##### DATA SUPPLIED

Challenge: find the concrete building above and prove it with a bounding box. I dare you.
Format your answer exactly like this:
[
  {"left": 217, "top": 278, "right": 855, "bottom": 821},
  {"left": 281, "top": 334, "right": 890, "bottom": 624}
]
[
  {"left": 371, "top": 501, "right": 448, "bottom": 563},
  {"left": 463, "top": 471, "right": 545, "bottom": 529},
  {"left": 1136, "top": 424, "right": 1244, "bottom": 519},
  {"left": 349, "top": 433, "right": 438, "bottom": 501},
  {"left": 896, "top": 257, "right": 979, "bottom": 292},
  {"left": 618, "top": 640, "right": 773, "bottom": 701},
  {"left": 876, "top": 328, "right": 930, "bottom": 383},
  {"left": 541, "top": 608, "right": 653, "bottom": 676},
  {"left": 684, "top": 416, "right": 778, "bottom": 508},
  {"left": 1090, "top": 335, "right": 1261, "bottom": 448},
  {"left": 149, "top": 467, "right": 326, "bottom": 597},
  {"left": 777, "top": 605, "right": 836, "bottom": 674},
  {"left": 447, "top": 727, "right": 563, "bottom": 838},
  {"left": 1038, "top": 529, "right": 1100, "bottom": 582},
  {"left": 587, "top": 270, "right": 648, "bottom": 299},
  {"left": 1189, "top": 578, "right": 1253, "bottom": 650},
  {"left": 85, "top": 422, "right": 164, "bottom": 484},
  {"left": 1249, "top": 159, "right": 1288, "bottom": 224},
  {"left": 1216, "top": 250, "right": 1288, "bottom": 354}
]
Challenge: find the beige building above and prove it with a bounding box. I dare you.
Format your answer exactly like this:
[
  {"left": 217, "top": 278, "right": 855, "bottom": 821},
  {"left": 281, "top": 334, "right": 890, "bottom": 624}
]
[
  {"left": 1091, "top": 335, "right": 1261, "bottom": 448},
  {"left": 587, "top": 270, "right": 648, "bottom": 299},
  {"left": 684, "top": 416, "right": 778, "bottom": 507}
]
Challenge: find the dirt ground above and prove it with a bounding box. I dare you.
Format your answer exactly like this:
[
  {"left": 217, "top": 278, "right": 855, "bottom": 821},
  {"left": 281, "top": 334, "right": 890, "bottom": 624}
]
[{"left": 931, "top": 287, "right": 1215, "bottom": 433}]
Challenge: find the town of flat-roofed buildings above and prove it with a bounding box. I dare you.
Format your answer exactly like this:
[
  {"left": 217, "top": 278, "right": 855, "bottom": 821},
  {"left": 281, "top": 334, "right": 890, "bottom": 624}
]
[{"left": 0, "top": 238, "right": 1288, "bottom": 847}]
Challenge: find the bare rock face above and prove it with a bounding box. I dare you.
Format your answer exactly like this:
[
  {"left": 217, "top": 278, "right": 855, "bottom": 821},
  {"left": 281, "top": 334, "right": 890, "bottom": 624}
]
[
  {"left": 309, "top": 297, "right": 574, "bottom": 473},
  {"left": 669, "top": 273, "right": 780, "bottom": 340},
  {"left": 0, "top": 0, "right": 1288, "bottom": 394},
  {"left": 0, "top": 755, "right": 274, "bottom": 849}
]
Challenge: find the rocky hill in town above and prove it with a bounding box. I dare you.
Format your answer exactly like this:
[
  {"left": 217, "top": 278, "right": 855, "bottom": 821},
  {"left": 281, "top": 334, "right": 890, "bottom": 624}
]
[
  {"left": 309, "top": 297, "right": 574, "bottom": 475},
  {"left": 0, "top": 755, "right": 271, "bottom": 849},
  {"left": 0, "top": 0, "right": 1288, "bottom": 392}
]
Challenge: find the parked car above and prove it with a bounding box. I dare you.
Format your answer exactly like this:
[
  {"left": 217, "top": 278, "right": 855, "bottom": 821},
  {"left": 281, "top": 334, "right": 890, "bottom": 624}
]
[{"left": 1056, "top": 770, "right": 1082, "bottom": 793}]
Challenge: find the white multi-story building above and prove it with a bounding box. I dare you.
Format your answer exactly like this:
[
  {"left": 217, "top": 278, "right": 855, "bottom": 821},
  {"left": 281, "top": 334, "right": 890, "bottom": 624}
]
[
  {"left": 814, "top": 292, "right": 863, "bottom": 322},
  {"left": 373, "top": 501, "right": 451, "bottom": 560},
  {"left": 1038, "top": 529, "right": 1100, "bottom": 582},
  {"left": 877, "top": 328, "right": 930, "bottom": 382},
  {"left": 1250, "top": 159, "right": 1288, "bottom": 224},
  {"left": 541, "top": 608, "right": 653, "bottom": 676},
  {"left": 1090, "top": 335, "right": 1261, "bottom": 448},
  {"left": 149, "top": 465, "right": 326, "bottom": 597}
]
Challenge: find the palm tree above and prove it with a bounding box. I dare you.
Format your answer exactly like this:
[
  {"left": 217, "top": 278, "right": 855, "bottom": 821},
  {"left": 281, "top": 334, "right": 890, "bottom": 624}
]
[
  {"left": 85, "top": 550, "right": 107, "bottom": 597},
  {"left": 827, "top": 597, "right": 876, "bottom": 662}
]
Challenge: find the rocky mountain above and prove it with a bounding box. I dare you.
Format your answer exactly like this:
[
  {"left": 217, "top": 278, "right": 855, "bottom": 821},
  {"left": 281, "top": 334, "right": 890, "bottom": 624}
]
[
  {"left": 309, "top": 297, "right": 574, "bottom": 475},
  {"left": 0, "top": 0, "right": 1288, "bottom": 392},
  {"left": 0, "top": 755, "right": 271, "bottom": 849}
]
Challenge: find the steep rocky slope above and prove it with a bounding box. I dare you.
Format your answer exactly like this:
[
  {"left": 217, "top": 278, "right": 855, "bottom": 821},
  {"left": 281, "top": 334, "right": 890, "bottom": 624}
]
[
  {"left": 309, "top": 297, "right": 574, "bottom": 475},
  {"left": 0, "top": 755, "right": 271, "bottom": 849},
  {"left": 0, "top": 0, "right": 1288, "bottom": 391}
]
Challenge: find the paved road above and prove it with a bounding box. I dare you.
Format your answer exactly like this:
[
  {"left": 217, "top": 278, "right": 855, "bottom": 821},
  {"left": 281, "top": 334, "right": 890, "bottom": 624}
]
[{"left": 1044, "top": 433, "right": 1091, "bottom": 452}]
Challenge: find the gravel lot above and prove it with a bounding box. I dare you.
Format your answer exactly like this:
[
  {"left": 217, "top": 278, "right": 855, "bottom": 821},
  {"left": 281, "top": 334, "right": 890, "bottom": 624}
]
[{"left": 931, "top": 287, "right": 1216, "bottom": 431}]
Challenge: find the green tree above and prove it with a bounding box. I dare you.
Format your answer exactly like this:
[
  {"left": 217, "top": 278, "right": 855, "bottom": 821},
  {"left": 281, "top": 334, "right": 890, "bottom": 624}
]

##########

- **WHAT THE EXERCISE ASKS**
Locate every line in the rows above that contains the string "tree" and copy each such line. Matching is case-sensitive.

- **RESPONSE TO THIS TASK**
Challenge: find the palm tree above and prove it with a bounding box. I dare you.
Challenge: find the green tree above and prove it with a bounding box. I dare you.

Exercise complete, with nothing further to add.